INSTRUCTIONS TO FOLLOW:
Reproduce every line of the records below word for word, without changing anything.

MATERIALS PROVIDED:
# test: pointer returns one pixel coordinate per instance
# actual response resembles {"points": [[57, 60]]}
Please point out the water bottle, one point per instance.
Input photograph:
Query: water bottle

RESULT BELOW:
# test: pointer returns one pixel coordinate per instance
# actual response resembles {"points": [[57, 60]]}
Please point out the water bottle, one point per instance.
Input photograph:
Query: water bottle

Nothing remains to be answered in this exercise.